**Entries provided:**
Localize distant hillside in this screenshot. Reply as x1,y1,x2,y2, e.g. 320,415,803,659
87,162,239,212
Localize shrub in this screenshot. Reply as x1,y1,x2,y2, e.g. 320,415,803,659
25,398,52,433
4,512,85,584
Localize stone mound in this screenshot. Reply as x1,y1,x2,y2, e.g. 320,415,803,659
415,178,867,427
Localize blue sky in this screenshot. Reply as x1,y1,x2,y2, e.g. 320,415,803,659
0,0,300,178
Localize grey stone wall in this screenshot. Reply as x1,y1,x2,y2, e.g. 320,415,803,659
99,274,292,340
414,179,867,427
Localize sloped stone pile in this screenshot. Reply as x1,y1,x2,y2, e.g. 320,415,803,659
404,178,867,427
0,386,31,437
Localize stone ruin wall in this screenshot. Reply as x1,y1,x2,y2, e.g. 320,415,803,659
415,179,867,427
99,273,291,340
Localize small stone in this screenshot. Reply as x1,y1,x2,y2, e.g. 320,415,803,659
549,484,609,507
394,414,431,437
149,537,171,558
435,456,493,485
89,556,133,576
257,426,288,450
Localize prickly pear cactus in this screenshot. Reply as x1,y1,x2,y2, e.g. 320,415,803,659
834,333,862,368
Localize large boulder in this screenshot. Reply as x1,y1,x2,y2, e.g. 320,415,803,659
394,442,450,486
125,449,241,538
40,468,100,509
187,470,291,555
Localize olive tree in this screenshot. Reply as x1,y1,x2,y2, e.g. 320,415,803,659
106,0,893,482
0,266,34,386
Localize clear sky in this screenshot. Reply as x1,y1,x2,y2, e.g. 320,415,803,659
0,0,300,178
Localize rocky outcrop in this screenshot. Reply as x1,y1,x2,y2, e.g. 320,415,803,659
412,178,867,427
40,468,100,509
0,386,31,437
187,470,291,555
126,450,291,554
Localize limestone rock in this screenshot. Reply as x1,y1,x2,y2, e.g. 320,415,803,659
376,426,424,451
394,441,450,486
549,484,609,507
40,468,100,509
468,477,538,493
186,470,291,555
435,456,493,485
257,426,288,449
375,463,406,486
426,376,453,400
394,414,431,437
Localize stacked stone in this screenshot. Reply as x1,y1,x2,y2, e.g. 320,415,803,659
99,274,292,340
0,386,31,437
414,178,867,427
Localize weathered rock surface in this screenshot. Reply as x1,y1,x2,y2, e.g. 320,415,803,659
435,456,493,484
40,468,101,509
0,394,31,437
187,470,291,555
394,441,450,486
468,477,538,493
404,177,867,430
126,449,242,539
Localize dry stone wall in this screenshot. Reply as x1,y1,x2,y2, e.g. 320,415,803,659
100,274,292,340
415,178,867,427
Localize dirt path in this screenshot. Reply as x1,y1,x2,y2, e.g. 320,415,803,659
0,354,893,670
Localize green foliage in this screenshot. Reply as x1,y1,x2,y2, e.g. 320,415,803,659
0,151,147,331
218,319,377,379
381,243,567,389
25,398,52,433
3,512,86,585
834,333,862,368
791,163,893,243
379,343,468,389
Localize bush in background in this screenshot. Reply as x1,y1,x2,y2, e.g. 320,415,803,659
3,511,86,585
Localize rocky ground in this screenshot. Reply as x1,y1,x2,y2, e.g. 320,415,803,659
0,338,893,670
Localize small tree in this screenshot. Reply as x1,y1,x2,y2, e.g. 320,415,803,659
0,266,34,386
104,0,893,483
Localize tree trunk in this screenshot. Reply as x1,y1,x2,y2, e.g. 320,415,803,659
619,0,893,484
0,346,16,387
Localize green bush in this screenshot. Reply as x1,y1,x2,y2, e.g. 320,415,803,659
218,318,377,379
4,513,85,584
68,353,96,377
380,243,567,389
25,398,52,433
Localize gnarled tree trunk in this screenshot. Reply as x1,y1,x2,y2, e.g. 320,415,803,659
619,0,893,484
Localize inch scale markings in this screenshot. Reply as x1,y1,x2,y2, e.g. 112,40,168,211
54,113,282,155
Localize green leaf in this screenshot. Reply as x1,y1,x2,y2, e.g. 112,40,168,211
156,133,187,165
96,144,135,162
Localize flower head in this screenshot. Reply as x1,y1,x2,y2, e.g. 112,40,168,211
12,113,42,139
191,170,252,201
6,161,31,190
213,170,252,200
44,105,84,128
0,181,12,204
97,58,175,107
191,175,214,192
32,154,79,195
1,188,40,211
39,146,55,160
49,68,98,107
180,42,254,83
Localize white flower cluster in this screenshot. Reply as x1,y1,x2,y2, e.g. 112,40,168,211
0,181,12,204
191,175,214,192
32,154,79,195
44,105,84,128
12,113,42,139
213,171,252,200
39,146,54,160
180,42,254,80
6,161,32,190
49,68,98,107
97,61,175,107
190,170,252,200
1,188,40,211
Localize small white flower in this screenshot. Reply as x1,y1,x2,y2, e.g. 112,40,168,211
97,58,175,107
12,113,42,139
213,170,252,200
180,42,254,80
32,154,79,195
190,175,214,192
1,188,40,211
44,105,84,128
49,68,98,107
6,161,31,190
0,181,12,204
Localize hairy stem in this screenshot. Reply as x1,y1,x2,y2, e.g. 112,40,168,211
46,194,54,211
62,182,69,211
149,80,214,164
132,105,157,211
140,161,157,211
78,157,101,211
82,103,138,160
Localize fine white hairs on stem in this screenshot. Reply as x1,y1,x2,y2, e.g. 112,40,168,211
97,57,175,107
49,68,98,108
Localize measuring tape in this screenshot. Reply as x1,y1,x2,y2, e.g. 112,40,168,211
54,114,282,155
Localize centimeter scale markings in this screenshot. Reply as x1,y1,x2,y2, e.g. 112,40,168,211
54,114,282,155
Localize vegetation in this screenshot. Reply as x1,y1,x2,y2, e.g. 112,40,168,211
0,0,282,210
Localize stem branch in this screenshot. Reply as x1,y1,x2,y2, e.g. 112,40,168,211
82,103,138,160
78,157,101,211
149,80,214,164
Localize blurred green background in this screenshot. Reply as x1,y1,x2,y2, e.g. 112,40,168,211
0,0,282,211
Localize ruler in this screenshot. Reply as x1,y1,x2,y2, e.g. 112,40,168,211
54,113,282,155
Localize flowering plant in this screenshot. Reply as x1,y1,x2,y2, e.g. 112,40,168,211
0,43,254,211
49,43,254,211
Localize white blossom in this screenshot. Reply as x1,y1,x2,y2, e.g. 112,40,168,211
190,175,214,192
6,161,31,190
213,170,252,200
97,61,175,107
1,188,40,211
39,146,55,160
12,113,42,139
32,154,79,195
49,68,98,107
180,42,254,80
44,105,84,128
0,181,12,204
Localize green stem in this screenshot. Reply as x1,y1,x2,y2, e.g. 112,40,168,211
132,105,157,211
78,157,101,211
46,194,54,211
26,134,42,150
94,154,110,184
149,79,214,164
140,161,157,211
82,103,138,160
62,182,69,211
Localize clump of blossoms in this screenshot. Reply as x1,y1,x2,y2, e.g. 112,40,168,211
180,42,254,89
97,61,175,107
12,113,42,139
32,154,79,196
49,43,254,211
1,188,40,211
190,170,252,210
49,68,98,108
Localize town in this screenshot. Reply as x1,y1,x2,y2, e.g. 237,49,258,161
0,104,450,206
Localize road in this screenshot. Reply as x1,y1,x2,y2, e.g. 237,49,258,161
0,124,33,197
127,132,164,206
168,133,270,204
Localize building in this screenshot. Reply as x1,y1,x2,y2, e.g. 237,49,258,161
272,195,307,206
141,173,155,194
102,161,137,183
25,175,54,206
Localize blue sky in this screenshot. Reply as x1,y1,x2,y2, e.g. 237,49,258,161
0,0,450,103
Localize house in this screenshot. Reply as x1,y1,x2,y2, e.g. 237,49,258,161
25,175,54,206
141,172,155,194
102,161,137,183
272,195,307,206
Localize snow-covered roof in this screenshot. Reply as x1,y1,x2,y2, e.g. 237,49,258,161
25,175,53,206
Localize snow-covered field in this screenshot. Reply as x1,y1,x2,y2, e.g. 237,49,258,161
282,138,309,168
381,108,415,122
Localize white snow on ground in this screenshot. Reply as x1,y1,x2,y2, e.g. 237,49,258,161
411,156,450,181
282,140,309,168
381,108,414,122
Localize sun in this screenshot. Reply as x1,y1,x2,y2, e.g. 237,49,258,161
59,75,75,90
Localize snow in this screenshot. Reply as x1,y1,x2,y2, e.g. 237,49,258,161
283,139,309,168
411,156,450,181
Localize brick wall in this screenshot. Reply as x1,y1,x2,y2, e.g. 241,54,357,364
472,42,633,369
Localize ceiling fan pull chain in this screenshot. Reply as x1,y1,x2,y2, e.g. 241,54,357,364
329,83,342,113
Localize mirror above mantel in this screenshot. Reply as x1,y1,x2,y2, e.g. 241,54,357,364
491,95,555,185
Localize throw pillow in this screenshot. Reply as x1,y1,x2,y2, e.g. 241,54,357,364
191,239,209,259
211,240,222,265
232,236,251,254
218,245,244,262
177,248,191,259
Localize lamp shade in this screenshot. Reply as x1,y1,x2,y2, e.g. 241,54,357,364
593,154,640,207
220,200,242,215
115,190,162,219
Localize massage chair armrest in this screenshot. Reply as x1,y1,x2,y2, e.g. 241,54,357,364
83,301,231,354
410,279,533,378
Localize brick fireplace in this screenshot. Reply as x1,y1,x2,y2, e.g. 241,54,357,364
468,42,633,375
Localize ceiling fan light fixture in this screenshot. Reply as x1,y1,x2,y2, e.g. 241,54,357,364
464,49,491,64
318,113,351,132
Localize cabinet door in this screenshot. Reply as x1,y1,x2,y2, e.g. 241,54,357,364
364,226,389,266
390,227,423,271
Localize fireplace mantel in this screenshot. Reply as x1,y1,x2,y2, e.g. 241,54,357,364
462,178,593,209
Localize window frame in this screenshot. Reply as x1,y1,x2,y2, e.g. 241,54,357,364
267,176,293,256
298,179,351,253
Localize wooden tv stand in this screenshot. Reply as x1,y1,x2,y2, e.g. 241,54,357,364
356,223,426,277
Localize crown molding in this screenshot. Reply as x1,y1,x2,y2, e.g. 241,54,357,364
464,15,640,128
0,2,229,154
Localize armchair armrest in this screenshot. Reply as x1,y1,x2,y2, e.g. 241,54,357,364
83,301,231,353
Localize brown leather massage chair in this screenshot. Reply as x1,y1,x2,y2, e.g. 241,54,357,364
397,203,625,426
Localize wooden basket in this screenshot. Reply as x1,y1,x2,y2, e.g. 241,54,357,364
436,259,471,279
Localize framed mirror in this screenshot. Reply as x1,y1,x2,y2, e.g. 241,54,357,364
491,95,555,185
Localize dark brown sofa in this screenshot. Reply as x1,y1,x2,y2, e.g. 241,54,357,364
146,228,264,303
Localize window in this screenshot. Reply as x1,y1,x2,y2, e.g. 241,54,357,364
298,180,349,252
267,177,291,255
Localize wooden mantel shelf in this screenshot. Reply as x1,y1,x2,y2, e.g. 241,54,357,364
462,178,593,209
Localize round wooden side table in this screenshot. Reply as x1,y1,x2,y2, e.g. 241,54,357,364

**To be done:**
Please write out the rows above word for word, starting with the line containing "Localize dirt path" and ending with the line containing "96,144,135,162", both of those lines included.

**Answer below:**
Localize dirt path in this screenshot. Reply as x1,y1,x2,y2, e.g. 320,415,803,659
0,354,893,670
Localize green foliage in this screenshot. Reply as x1,y1,x2,y2, e.g. 320,415,803,659
0,151,147,331
218,319,377,379
381,243,567,389
25,398,52,433
3,512,86,585
834,333,862,368
791,163,893,243
379,343,468,389
Localize bush in background in this screenshot. Reply as x1,y1,x2,y2, e.g. 320,415,803,659
3,511,86,585
Localize rocky ground in this screenshot. Reply as x1,y1,x2,y2, e.g. 320,415,803,659
0,338,893,670
Localize small tree in this screenshot. Reply as x1,y1,x2,y2, e.g. 320,415,803,659
0,266,34,386
104,0,893,483
Localize tree trunk in this screenshot. Reply as x1,y1,x2,y2, e.g. 320,415,803,659
619,0,893,484
0,346,16,387
Localize green bush in this screenshot. Reply as x1,y1,x2,y2, e.g. 320,415,803,659
218,318,377,379
4,513,85,584
68,353,96,377
380,243,567,389
25,398,52,433
Localize gnarled tree trunk in this screenshot. Reply as x1,y1,x2,y2, e.g. 320,415,803,659
619,0,893,484
Localize inch scale markings in this screenshot. Reply as x1,y1,x2,y2, e.g. 112,40,168,211
54,113,282,155
Localize green leaf in this screenshot. Reply as x1,y1,x2,y2, e.g. 112,40,168,211
156,133,187,165
96,144,135,162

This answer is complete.